To do: The following data is to be repeated exactly, its pictures excluded.
* * *
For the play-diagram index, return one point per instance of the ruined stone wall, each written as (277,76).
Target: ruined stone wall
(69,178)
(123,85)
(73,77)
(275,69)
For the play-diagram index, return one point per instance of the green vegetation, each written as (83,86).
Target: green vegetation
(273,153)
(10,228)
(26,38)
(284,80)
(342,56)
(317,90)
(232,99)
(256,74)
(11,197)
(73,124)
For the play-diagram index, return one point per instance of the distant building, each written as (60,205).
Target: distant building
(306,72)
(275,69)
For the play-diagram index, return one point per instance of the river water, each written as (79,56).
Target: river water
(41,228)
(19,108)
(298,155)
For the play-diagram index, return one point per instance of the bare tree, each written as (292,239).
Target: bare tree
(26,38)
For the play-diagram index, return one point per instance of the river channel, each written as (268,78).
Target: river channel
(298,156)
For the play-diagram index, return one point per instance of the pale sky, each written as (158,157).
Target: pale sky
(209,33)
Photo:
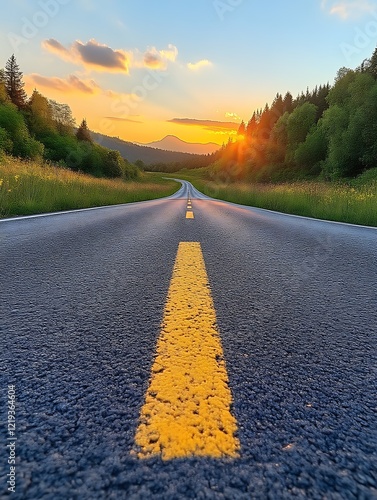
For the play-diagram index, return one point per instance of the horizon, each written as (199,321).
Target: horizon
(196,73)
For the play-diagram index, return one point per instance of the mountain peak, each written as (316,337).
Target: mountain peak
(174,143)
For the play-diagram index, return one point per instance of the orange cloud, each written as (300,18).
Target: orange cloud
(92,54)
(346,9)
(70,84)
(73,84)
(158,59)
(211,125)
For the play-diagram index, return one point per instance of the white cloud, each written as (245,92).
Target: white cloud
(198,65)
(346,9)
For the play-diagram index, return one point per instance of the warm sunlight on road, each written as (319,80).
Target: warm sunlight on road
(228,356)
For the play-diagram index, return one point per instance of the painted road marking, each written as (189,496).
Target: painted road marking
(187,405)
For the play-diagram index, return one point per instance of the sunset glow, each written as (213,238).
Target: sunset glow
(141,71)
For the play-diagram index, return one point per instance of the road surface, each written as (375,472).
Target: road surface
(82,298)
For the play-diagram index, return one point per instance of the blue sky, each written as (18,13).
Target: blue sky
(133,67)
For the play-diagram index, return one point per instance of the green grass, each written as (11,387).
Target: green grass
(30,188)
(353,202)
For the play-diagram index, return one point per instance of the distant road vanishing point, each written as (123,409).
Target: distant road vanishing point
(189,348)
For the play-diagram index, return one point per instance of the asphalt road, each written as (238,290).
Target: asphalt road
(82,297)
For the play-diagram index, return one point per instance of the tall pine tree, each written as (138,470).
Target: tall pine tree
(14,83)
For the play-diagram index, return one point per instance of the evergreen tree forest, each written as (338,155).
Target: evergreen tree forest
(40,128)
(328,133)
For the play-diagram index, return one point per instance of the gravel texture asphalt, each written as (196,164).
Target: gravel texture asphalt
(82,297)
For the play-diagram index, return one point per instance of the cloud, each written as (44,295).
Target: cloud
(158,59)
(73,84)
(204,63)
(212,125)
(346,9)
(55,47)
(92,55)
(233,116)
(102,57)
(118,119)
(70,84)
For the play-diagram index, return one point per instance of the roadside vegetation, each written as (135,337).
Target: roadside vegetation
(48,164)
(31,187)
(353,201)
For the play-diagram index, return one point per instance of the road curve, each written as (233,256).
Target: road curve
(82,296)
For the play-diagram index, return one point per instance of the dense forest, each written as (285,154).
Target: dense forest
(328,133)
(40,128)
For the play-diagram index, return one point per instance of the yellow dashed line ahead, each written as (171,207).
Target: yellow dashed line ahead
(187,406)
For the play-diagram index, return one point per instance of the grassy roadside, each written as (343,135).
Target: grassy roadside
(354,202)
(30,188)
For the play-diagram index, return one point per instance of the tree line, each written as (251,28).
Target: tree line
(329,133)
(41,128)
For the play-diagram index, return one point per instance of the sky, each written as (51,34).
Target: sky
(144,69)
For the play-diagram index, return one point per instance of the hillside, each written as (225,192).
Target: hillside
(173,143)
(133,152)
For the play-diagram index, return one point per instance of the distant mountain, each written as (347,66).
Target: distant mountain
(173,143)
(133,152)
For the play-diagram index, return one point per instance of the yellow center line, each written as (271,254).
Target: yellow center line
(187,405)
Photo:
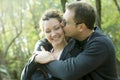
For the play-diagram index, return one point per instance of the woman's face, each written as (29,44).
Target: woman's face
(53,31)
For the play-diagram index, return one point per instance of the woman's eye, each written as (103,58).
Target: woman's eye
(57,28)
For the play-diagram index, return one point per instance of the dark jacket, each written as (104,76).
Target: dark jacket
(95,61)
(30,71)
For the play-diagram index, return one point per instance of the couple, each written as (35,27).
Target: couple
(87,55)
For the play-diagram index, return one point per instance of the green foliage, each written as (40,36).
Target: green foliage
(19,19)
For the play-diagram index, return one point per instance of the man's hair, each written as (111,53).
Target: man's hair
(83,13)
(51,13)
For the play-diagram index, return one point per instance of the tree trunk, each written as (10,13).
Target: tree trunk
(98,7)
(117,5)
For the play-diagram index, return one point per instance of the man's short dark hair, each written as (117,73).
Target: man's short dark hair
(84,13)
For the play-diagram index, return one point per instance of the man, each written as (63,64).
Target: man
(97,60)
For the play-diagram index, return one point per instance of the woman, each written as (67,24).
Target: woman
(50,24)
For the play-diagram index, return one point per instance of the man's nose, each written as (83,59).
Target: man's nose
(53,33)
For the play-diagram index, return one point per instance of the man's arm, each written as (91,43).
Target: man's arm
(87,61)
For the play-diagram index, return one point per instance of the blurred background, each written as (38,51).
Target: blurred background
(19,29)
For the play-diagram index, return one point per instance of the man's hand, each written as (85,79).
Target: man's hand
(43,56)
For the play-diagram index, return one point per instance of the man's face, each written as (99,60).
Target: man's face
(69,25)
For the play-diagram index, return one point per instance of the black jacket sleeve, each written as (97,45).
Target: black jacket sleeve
* * *
Task result:
For the play-diagram index, return one point per instance of the ruined stone wall, each written as (277,76).
Target: ruined stone wall
(69,178)
(123,85)
(73,77)
(275,69)
For the play-diagram index, return one point per instance of the green vegetation, each written as (83,86).
Target: green vegetation
(273,153)
(10,228)
(26,38)
(284,80)
(342,56)
(317,90)
(232,99)
(256,74)
(11,197)
(73,124)
For the play-diagram index, return one point per instance of the distant building, each written as (60,205).
Target: distant building
(306,72)
(275,69)
For the play-diagram index, return one point per instance of the river water, each written as (79,56).
Target: river water
(41,228)
(19,108)
(298,155)
For the play-diagram index, return one point per instance of the bare tree, each written as (292,239).
Target: bare tree
(26,38)
For the play-diagram index, return one point per instance of the river channel, each written as (268,78).
Target: river channel
(298,156)
For the play-diagram index, return one point per instance of the pale sky, each written as (158,157).
Target: pale sky
(209,33)
Photo:
For the play-diagram index, return one point per instance of the horizon, each written as (199,321).
Target: horizon
(196,73)
For the play-diagram index, return one point per instance of the mountain peak, each written as (316,337).
Target: mountain peak
(174,143)
For the play-diagram index, return one point per instance of the orange cloud, each written as (300,18).
Target: orange cloud
(92,54)
(346,9)
(70,84)
(73,84)
(158,59)
(211,125)
For the play-diagram index, return one point per instance of the white cloud, each written as (245,92).
Target: white cloud
(198,65)
(346,9)
For the play-diagram index, return one point per instance of the warm sunlight on road, each written as (319,80).
Target: warm sunlight on road
(228,356)
For the play-diagram index, return one point per instance of the painted road marking, each written as (189,496).
Target: painted road marking
(187,405)
For the play-diagram index, return one point per instance of the sunset glow, each written as (213,238).
Target: sunset glow
(141,71)
For the play-diagram index, return one point per instance of the road surface, each written as (375,472).
Target: road surface
(82,298)
For the play-diagram index, return one point per instance of the blue sky, each written as (18,13).
Target: blue sky
(133,67)
For the play-diagram index, return one point per instance of the green grass, each written as (11,387).
Target: green grass
(30,188)
(353,202)
For the play-diagram index, return one point per instance of the distant road vanishing point, each written as (123,409).
Target: distant road vanishing point
(189,348)
For the play-diagram index, return one point per instance of the asphalt road, each written as (238,290).
Target: asphalt road
(82,297)
For the play-diagram index, return one point per instance of the tall pine tree, each written as (138,470).
Target: tall pine tree
(14,83)
For the play-diagram index, return one point per instance of the evergreen tree forest, each written as (338,155).
Target: evergreen tree forest
(40,128)
(328,133)
For the play-diagram index, return one point per instance of the gravel texture asphalt, each written as (196,164).
Target: gravel texture asphalt
(82,297)
For the play-diagram index, return one point per instance of the cloud, each written as (44,295).
Target: cloud
(158,59)
(73,84)
(204,63)
(212,125)
(346,9)
(55,47)
(92,55)
(233,116)
(102,57)
(118,119)
(70,84)
For the play-diagram index, return one point per instance of the roadside vegetation, each written as (135,337).
Target: roadside vegetation
(48,164)
(31,187)
(353,201)
For the play-diagram index, return one point per instance of the road curve, each written as (233,256).
Target: road curve
(82,296)
For the play-diagram index, return one point per instance of the dense forest, each written as (285,154).
Target: dense forest
(328,133)
(40,128)
For the play-diagram index, return one point per instance of the yellow dashed line ahead, each written as (171,207).
Target: yellow dashed line ahead
(187,406)
For the play-diagram index, return one point per instance of the grassy roadside, each written as (343,135).
Target: grassy roadside
(354,202)
(30,188)
For the play-diagram index, return one point per instance of the tree line, each written as (251,28).
Target: tree line
(329,133)
(41,128)
For the play-diagram index, return one point per instance of the sky, each written as (51,34).
Target: sky
(144,69)
For the play-diagram index, return one point per instance of the hillside, each written as (225,192).
Target: hillside
(173,143)
(133,152)
For the play-diagram index, return one point per instance of the distant mountain, each written as (347,66).
Target: distant mountain
(173,143)
(133,152)
For the play-diagram index, return one point per instance of the yellow center line, each written as (271,254).
Target: yellow center line
(187,405)
Photo:
For the play-diagram index, return one point per instance of the woman's face, each written as (29,44).
Target: woman's face
(53,31)
For the play-diagram index, return one point per instance of the woman's eye, each written as (103,58).
Target: woman's eye
(57,28)
For the play-diagram index, return one point per instance of the dark jacket, each written as (104,76).
Target: dark jacket
(95,61)
(30,71)
For the play-diagram index, return one point per instance of the couple, each written as (35,27).
Target: couple
(87,55)
For the play-diagram index, return one point per instance of the green foliage, each written as (40,36).
Target: green foliage
(19,19)
For the play-diagram index, return one point per instance of the man's hair, each written as (111,53).
Target: man's hair
(83,13)
(51,13)
For the play-diagram index, return one point per instance of the tree trunk, each written as (10,13).
Target: tree trunk
(98,7)
(117,5)
For the play-diagram index, return one point per instance of the man's short dark hair, each written as (117,73).
Target: man's short dark hair
(84,13)
For the play-diagram index, return one point per instance of the man, each written as (63,64).
Target: man
(97,60)
For the play-diagram index, return one point per instance of the woman, each written as (67,24).
Target: woman
(50,24)
For the play-diagram index, return one point per instance of the man's nose, each written as (83,59).
Target: man's nose
(53,33)
For the play-diagram index, return one point per instance of the man's arm, each written as (91,43).
Target: man's arm
(87,61)
For the play-diagram index, return one point per instance of the blurred background, each written as (38,51).
Target: blurred background
(19,29)
For the play-diagram index, return one point per instance of the man's hand, each written as (85,79).
Target: man's hand
(43,56)
For the play-diagram index, return one point per instance of the man's face, each written as (99,60).
Target: man's face
(69,25)
For the play-diagram index, return one point per instance of the black jacket sleeve, each written as (97,45).
Target: black jacket sleeve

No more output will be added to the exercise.